**CONSIGNA A:** ¿Puedes editar las líneas del listado que van desde la que contiene "Every instance of the distant" hasta el final del listado, ambas incluidas, sustituyendo "red buoy" por "orange buoy" sin alterar nada más?

**TEXTO FUENTE:**
La historia de la convivencia religiosa suele contarse, demasiadas veces, desde el conflicto. Sin embargo, la arqueología —cuando logra mirar más allá de los grandes relatos políticos— ofrece a veces una imagen muy distinta. Es lo que acaba de ocurrir en el norte de Irak, donde un equipo internacional ha documentado, con métodos estrictamente científicos, la posible coexistencia pacífica entre comunidades cristianas y zoroastrianas hace unos 1.500 años. Un descubrimiento que, salvando las distancias, recuerda a ciertos paisajes históricos de la España tardoantigua, donde cristianos, judíos y paganos compartieron espacio durante generaciones antes de que la historia tomara otros derroteros.
El hallazgo procede del yacimiento de Gird-î Kazhaw, situado en la actual región del Kurdistán iraquí, cerca de la aldea moderna de Bestansur. Allí, un equipo de arqueólogos de la Goethe University Frankfurt ha llevado a cabo varias campañas de excavación que han culminado en una conclusión tan prudente como sugerente: a comienzos del siglo VI d.C., un edificio cristiano de carácter monástico funcionaba a escasos metros de una fortificación sasánida vinculada al zoroastrismo.
Los datos proceden de varios años de trabajo arqueológico continuado en el yacimiento, llevado a cabo por investigadores de la Universidad Goethe de Fráncfort, cuyos hallazgos han sido destacados en un comunicado recientemente. No es un hallazgo llamativo por la aparición de grandes tesoros, sino por algo mucho más relevante para los historiadores: la posibilidad de reconstruir, capa a capa, cómo distintas tradiciones religiosas se sucedieron y convivieron en un mismo espacio durante siglos.
Un edificio enigmático que resultó ser una iglesia rural
El complejo de Gird-î Kazhaw era conocido desde 2015, cuando salieron a la luz cinco pilares cuadrados construidos con piedra de cantera y recubiertos parcialmente con yeso blanco. Desde el principio, su disposición planteó una pregunta clave: ¿era un edificio cristiano o cumplía otra función? Durante años, la hipótesis quedó abierta, a la espera de una excavación más extensa.
Las campañas más recientes se centraron en dos áreas bien definidas. En la denominada Área A, alrededor de los pilares visibles en superficie, los arqueólogos documentaron muros de ladrillo, suelos de tierra apisonada y pavimentos posteriores realizados con piedra y fragmentos cerámicos. A medida que avanzaban los trabajos, apareció un segundo alineamiento de pilares que cambió por completo la interpretación del conjunto.

Datos extraídos de una colección
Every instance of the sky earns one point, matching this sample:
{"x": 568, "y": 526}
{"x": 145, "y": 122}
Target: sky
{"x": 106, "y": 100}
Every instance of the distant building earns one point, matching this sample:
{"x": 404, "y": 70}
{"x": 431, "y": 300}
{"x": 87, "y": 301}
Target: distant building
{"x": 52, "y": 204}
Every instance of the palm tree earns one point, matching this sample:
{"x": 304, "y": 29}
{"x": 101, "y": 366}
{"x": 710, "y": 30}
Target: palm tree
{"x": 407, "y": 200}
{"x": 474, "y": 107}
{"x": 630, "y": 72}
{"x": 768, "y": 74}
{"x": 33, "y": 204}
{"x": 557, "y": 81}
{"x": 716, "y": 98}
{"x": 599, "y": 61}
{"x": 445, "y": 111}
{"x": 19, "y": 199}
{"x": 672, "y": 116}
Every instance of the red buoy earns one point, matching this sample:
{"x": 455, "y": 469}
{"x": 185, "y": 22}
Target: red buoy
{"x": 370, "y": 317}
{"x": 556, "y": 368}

**CONSIGNA B:** ¿Cómo se traduce al inglés esta oración del texto sobre el yacimiento de Gird-î Kazhaw: "El complejo de Gird-î Kazhaw era conocido desde 2015, cuando salieron a la luz cinco pilares cuadrados construidos con piedra de cantera y recubiertos parcialmente con yeso blanco."?

**RESPUESTA DEL EJERCICIO A:**
Every instance of the distant building earns one point, matching this sample:
{"x": 404, "y": 70}
{"x": 431, "y": 300}
{"x": 87, "y": 301}
Target: distant building
{"x": 52, "y": 204}
Every instance of the palm tree earns one point, matching this sample:
{"x": 304, "y": 29}
{"x": 101, "y": 366}
{"x": 710, "y": 30}
Target: palm tree
{"x": 407, "y": 200}
{"x": 474, "y": 107}
{"x": 630, "y": 72}
{"x": 768, "y": 74}
{"x": 33, "y": 204}
{"x": 557, "y": 81}
{"x": 716, "y": 98}
{"x": 599, "y": 61}
{"x": 445, "y": 111}
{"x": 19, "y": 199}
{"x": 672, "y": 116}
Every instance of the orange buoy earns one point, matching this sample:
{"x": 455, "y": 469}
{"x": 185, "y": 22}
Target: orange buoy
{"x": 370, "y": 317}
{"x": 556, "y": 368}

**RESPUESTA DEL EJERCICIO B:** The Gird-î Kazhaw complex had been known since 2015, when five square pillars built of quarried stone and partly coated with white plaster came to light.